Start of Block
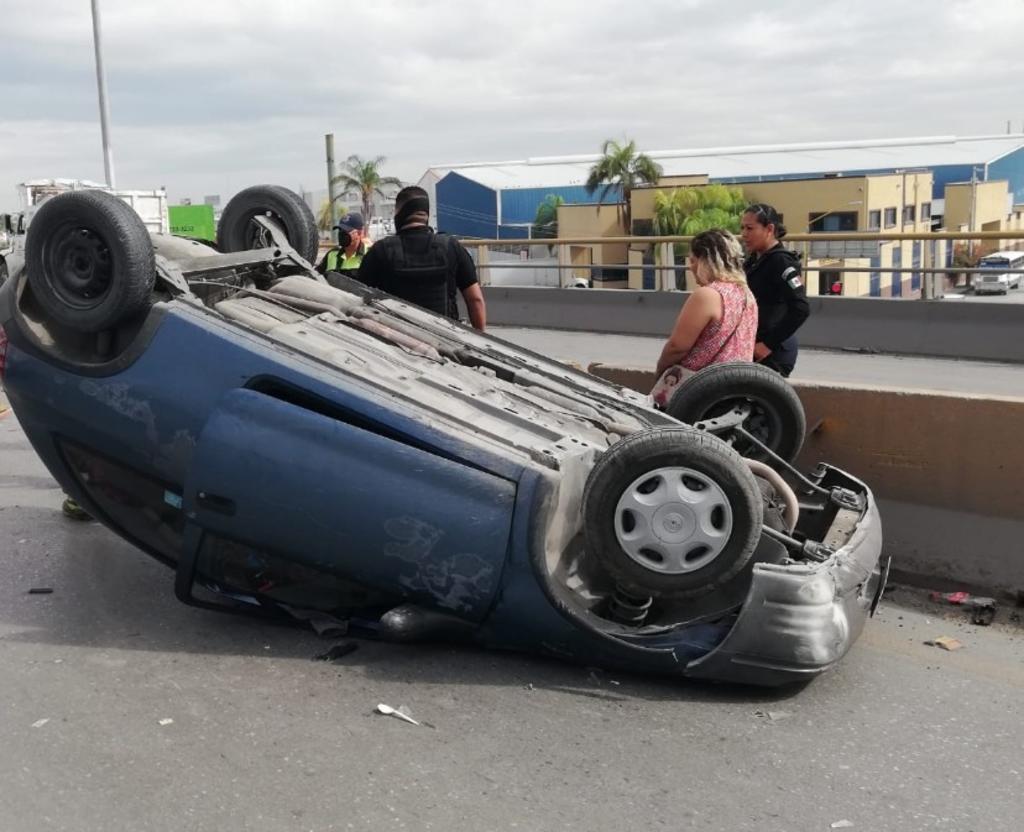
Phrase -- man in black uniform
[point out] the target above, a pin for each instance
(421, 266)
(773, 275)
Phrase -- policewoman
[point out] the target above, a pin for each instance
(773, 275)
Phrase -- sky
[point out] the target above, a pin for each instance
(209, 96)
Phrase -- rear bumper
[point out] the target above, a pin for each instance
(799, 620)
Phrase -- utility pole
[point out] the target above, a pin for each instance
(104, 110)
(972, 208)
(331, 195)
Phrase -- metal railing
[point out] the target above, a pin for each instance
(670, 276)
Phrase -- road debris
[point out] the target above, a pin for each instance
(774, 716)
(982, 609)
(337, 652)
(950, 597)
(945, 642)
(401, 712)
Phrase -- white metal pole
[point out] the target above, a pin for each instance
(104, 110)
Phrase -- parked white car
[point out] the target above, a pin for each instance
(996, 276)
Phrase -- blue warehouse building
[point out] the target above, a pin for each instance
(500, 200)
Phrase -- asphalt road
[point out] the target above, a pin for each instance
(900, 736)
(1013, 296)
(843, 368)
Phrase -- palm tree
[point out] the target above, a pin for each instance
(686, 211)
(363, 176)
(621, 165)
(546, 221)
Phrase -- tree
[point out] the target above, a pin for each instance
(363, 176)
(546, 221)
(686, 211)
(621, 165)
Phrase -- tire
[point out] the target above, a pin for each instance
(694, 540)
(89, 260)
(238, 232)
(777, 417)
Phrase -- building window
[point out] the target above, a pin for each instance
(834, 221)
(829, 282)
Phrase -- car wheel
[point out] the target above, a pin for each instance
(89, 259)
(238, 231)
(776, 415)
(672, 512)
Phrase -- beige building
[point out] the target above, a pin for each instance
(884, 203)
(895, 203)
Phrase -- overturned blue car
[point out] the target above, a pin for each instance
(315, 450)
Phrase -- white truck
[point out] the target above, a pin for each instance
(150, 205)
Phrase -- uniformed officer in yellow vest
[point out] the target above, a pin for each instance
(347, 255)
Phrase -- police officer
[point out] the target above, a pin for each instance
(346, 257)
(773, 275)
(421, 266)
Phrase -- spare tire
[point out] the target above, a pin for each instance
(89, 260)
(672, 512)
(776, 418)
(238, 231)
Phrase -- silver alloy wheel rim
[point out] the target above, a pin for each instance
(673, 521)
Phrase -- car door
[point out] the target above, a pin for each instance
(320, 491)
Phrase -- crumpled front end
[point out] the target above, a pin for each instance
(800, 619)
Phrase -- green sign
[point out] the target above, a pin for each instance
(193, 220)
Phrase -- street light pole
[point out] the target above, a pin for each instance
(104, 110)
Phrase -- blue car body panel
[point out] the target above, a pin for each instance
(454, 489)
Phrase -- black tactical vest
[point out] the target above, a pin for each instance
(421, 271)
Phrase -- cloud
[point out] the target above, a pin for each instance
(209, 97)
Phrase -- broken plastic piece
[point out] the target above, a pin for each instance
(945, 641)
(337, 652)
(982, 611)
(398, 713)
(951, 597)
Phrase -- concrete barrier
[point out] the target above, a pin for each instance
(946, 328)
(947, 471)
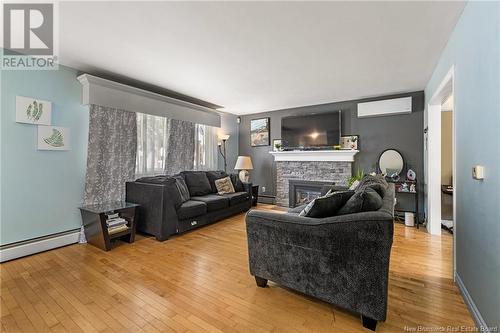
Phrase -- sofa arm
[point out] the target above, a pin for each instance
End of Block
Activity:
Apart from the pictures, set down all the entries above exactly.

The answer:
Phrase -- man in black uniform
[point out] the target above, a pin for each instance
(421, 266)
(773, 275)
Phrase -- policewoman
[point out] the target above, a pin for each instance
(773, 275)
Phrase -- sky
[point out] the target above, a pin for each instance
(209, 96)
Phrase -- rear bumper
[point out] the target above, a pin for each instance
(799, 620)
Phrase -- utility pole
[point out] the target above, a pin for each instance
(104, 110)
(972, 208)
(331, 195)
Phrase -- metal railing
[point out] the target above, a pin for each instance
(670, 276)
Phrase -- road debris
[point out] the target above, a pin for each instance
(774, 716)
(982, 609)
(337, 652)
(950, 597)
(945, 642)
(401, 712)
Phrase -- white metal pole
[point out] the target above, a pin for each instance
(104, 110)
Phrase -- parked white car
[point out] the target above, a pin for each instance
(996, 276)
Phrase -- blue warehouse building
[point out] the target above, a pin for each instance
(500, 200)
Phrase -- asphalt road
[point out] the target above, a pin for each instance
(900, 736)
(1013, 296)
(843, 368)
Phrase -- palm tree
[point out] the target above, a pin for each instance
(686, 211)
(363, 176)
(621, 165)
(546, 221)
Phrase -- tree
[point out] the target above, a pin for each instance
(363, 176)
(546, 221)
(686, 211)
(621, 165)
Phrase -- tire
[point out] the target above, a pin for each instance
(694, 540)
(89, 260)
(238, 232)
(777, 417)
Phrase -- building window
[point out] the target above, a pin for each instance
(834, 221)
(829, 282)
Phrase -- car wheel
[point out] the target above, a pin for each instance
(89, 259)
(238, 231)
(776, 415)
(672, 512)
Phrase -- beige building
[point out] the target above, a pin for each instance
(884, 203)
(895, 203)
Phrase -- overturned blue car
[point out] the target above, a pin for each instance
(315, 450)
Phrase -- white truck
[point out] the target above, a pin for each instance
(150, 205)
Phrase -- uniformed officer in yellow vest
[point out] the target above, a pin for each instance
(347, 255)
Phrase -- police officer
[point out] the target above, a pin for each instance
(346, 257)
(773, 275)
(421, 266)
Phrase -- spare tire
[point out] the target above, a pin for each instance
(89, 260)
(672, 512)
(776, 418)
(238, 231)
Phrase -- silver alloy wheel rim
[point out] the target above, a pin for each instance
(673, 521)
Phrase -- car door
[point out] the target above, a pin for each instance
(320, 491)
Phrase -- crumpled front end
[point out] the target above, a pin for each instance
(800, 619)
Phrase -- green sign
[point out] the target above, a pin for each instance
(193, 220)
Phrase -- street light pole
[point out] the target above, a pin for each instance
(104, 110)
Phrase -- blue car body panel
[point out] the target above, a pin for each instance
(454, 489)
Phrase -- black tactical vest
[point out] the target above, a pin for each instance
(421, 271)
Phrase -- cloud
[point out] the target above, a pin for each instance
(209, 97)
Phrase -- broken plastic piece
[point out] the target above, a pin for each instance
(945, 641)
(337, 652)
(982, 611)
(398, 713)
(951, 597)
Phrase -- concrete barrier
[point out] the target above, a pin for each instance
(946, 328)
(947, 471)
Phrase -- sofa arm
[point out] the target above, a pin for each instance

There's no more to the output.